──────── Quoted text ────────
In the former case, the deployment MUST happen by an SRE. In this case, the pipeline's benefits are way fewer as deployment rights aren't given to non SREs. There's also some other inherent dangers which are the reasons we chose to not couple those components to the pipeline, e.g. the deployment pipeline requires that the wikikube kubernetes cluster is functional (as Blubberoid is hosted on it).

For the latter case, that is cluster level components that well end being deployed per service (and aren't truly cluster level after all)... well see my [1] note. While strictly speaking every deployer can deploy those, in essense SREs are the only ones doing so and up to now we 've been using the same approach as the former case for simplicity's sake. We could re-evaluate that practice, but that's irrelevant to the current discussion I think.

Istio clearly belongs in the cluster level components plane

Datahub on the other hand, clearly belongs on the workload/services plane.

[1] By planes I don’t mean airplanes but more like planes of existence. So for example on the DnD mythologies we would have the material plane, but also the etherial plane and th shadow plane. In norse mythology, asgard/midgard etc. I am mostly joking, but this is just to point out there's separation between the "planes" but also subtle ways where the "barriers" might be breaking down every now and then

Change 762454 had a related patch set uploaded (by Btullis; author: Btullis):

[analytics/datahub@master] Add work in progress blubber files for deployment pipeline

https://gerrit.wikimedia.org/r/762454

Thanks both. This is really helpful.
I have begun work on the deployment pipeline work and started with 4 blubber.yaml files.
Here's the work in progress, although it's still at a relatively early stage.
https://gerrit.wikimedia.org/r/c/analytics/datahub/+/762454

As I understand it I'll need these 4 blubber files, because each pipeline only pushes one production container per blubber run/

However, I can use several pipelines within the same codebas within config.yaml. https://wikitech.wikimedia.org/wiki/PipelineLib/Reference#Pipelines

Change 762950 had a related patch set uploaded (by Btullis; author: Btullis):

[analytics/datahub@wmf] Add blubber files for deployment pipeline

https://gerrit.wikimedia.org/r/762950

Change 763207 had a related patch set uploaded (by Btullis; author: Btullis):

[integration/config@master] Define pipelines for datahub

https://gerrit.wikimedia.org/r/763207

I'm pretty happy with the progress on the blubber files and the pipeline config, but I'm awaiting review.
────────
◆ Written instruction 1
Repeat the lines of the listing starting at the one containing "segment snow covered embankment" and ending at the one containing "M 12 6 L 18", both included.
The discussion and the listing have different origins.
──────── Data shown ────────
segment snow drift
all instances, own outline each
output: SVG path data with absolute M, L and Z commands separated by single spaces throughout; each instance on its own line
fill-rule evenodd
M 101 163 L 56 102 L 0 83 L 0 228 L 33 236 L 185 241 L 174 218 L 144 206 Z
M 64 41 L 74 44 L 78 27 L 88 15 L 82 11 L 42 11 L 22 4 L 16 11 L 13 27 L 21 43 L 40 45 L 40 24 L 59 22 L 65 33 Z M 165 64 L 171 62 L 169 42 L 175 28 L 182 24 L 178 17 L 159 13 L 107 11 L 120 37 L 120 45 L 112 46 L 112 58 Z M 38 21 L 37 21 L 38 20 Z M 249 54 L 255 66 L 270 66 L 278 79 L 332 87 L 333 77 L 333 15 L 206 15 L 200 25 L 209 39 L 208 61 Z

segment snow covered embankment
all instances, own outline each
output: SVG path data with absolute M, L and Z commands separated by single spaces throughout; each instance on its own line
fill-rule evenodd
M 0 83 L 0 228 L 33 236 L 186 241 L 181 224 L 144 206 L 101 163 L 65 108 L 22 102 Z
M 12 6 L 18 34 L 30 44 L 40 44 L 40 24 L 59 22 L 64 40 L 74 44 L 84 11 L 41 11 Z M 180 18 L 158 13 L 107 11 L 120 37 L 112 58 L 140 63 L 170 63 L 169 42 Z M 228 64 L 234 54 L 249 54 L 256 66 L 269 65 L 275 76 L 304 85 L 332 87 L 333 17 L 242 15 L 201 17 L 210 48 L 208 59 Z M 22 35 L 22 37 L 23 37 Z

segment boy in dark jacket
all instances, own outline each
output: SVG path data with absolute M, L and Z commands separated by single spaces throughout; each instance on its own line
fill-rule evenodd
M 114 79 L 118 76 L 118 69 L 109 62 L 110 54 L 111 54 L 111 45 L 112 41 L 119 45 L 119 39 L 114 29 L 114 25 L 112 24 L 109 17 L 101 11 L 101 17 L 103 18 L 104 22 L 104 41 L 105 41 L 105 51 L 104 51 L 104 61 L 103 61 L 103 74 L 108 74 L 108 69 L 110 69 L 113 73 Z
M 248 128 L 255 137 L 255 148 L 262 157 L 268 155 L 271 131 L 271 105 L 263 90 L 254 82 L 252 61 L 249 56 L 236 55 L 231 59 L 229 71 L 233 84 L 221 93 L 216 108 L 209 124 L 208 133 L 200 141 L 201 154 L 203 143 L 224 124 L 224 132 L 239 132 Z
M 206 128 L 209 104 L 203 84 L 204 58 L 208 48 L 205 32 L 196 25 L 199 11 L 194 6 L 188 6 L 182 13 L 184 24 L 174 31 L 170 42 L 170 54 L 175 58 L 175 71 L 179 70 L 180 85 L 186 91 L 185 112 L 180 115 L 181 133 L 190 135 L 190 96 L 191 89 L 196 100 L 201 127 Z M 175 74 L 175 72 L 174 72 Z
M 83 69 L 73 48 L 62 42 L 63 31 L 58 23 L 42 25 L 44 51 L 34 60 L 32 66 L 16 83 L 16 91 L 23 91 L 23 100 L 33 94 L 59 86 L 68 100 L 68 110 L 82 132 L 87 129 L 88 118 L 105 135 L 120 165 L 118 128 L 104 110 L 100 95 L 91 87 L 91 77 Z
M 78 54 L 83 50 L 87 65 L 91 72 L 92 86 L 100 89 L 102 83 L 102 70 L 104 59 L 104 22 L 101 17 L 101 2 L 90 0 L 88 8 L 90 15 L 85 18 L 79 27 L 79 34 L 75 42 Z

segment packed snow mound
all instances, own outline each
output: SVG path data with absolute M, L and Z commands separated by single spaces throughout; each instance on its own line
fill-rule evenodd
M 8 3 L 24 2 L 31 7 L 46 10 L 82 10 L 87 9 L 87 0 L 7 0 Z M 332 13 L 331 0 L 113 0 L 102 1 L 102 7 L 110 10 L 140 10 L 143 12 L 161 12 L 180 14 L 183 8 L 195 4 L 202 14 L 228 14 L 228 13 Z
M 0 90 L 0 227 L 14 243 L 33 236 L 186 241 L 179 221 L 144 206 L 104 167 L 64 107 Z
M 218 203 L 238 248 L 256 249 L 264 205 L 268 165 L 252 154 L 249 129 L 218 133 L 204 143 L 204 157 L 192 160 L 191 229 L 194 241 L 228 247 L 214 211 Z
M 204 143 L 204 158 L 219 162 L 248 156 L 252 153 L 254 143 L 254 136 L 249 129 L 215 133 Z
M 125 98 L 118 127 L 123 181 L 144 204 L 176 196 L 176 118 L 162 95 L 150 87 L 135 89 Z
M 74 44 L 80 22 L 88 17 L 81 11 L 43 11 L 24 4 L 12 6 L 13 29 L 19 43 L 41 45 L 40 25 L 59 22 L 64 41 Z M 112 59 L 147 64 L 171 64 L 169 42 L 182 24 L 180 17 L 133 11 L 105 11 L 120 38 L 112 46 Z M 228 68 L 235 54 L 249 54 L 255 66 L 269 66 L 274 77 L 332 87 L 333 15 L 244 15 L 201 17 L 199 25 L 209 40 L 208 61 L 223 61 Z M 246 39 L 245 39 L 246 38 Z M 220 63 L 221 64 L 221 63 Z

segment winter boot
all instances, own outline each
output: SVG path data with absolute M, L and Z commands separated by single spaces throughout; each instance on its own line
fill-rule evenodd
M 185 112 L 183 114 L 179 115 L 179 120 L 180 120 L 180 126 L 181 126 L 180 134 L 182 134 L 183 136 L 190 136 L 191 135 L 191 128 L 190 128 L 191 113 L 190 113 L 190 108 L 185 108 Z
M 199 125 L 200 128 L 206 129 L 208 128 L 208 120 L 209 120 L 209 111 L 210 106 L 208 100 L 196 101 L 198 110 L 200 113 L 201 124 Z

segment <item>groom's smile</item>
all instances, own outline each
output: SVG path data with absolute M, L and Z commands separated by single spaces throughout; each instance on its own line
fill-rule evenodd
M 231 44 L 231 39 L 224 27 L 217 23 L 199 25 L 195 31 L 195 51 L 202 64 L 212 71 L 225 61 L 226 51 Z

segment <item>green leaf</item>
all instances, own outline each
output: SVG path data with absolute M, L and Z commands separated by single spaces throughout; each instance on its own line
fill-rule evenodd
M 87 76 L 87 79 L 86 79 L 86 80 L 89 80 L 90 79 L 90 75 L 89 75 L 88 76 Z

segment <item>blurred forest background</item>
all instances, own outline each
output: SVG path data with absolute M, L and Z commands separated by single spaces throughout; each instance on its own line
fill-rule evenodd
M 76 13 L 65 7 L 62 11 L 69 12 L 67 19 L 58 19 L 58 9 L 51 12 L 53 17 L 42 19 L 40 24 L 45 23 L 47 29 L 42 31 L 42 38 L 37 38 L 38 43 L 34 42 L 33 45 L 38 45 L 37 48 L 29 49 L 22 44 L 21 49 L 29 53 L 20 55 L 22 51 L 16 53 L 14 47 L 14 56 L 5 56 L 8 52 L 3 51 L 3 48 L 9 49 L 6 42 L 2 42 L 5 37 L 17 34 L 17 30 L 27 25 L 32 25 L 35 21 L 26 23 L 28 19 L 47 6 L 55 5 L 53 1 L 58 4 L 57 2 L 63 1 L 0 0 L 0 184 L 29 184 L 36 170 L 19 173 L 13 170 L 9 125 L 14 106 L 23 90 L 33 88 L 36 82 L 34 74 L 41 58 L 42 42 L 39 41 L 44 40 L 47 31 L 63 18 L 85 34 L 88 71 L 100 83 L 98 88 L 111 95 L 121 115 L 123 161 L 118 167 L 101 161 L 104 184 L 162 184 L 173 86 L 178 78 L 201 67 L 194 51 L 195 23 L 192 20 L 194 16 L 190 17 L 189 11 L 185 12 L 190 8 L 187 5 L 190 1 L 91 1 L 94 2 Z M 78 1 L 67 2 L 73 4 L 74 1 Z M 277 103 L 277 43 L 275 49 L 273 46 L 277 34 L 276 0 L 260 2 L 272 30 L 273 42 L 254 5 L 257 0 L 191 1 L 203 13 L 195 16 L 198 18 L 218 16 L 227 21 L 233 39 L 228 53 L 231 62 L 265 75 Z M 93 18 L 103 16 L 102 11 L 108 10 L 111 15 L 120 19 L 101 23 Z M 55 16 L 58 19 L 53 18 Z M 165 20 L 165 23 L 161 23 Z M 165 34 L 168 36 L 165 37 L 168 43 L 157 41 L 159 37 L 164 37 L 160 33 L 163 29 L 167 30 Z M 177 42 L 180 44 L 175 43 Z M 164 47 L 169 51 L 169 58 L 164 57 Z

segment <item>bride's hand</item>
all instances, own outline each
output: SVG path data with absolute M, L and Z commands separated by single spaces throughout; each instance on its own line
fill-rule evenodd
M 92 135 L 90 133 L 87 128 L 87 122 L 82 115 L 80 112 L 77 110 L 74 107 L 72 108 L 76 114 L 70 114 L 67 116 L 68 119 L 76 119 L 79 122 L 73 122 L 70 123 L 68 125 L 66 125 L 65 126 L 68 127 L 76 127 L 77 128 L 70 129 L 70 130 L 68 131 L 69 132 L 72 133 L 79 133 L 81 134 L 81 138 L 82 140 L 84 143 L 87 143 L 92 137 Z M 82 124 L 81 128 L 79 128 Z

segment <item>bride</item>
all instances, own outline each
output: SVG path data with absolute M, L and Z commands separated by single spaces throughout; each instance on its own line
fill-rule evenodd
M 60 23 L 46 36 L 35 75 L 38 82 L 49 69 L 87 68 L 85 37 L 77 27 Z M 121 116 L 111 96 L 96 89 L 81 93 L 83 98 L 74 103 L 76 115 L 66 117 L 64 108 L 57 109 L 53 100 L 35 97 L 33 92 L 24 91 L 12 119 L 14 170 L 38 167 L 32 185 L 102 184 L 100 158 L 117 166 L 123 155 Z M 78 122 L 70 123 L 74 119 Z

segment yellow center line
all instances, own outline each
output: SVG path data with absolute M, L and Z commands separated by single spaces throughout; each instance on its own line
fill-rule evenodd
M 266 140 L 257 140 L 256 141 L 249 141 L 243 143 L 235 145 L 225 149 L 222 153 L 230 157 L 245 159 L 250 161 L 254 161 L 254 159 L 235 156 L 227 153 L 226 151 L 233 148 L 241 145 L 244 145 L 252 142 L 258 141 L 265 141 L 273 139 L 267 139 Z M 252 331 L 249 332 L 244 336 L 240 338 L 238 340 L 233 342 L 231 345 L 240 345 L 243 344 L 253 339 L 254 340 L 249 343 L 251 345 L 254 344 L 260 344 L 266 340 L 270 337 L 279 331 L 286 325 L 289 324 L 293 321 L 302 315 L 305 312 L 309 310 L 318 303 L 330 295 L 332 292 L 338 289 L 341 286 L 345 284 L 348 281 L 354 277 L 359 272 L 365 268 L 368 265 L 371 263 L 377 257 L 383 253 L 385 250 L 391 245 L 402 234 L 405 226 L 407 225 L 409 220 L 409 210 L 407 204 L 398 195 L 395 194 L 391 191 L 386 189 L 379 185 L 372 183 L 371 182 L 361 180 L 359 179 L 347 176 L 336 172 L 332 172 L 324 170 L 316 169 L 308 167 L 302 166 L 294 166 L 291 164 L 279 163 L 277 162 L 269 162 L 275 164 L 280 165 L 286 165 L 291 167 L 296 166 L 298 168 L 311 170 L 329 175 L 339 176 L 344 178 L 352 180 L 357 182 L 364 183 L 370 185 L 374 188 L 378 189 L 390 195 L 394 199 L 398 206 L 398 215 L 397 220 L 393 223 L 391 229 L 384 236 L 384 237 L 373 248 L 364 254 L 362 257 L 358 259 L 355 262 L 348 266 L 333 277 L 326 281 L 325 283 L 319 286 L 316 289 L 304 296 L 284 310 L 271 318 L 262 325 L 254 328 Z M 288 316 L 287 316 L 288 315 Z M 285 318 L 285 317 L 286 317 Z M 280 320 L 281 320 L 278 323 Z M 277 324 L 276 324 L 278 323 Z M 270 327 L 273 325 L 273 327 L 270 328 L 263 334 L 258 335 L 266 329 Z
────────
◆ Written instruction 2
In the deployment pipeline discussion, on which cluster is Blubberoid hosted?

◆ Exercise result 1
segment snow covered embankment
all instances, own outline each
output: SVG path data with absolute M, L and Z commands separated by single spaces throughout; each instance on its own line
fill-rule evenodd
M 0 83 L 0 228 L 33 236 L 186 241 L 181 224 L 144 206 L 101 163 L 65 108 L 22 102 Z
M 12 6 L 18 34 L 30 44 L 40 44 L 40 24 L 59 22 L 64 40 L 74 44 L 84 11 L 41 11 Z M 180 18 L 158 13 L 107 11 L 120 37 L 112 58 L 140 63 L 170 63 L 169 42 Z M 228 64 L 234 54 L 249 54 L 256 66 L 269 65 L 275 76 L 304 85 L 332 87 L 333 17 L 242 15 L 201 17 L 210 48 L 208 59 Z M 22 35 L 22 37 L 23 37 Z

◆ Exercise result 2
The wikikube kubernetes cluster.